Instructions for the task: Count the lines in the material below that contain the string "building", treating uppercase and lowercase as different, and reply with the number alone.

Record excerpts:
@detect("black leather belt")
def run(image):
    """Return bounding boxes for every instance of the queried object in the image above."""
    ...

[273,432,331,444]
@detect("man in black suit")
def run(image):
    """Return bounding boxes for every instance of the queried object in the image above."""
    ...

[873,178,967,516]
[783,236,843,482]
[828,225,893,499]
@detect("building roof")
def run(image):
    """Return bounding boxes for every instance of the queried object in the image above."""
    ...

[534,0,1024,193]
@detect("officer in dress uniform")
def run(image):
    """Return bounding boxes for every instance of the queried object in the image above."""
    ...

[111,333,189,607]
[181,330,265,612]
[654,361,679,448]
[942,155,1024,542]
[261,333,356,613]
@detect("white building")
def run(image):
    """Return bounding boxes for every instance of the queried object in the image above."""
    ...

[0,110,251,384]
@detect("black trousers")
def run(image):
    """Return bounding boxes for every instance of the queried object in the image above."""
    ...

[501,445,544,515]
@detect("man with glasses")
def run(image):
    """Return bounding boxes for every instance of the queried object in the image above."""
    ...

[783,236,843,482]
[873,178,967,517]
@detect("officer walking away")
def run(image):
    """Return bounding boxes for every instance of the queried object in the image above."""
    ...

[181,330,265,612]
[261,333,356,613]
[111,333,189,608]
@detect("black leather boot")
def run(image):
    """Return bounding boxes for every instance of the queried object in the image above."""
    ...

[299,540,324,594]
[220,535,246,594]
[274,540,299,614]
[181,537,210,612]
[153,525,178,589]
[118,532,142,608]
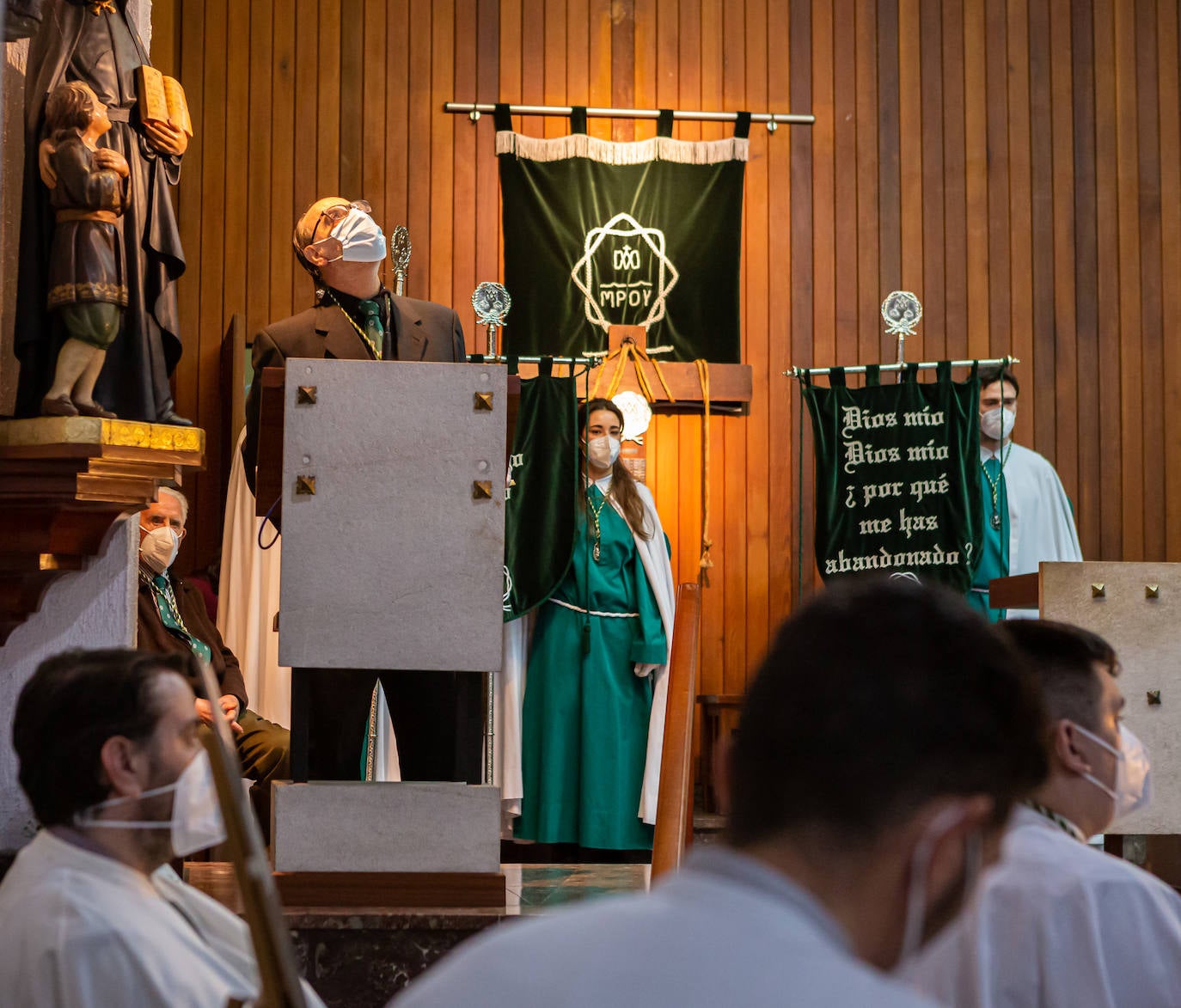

Solution for this task: 2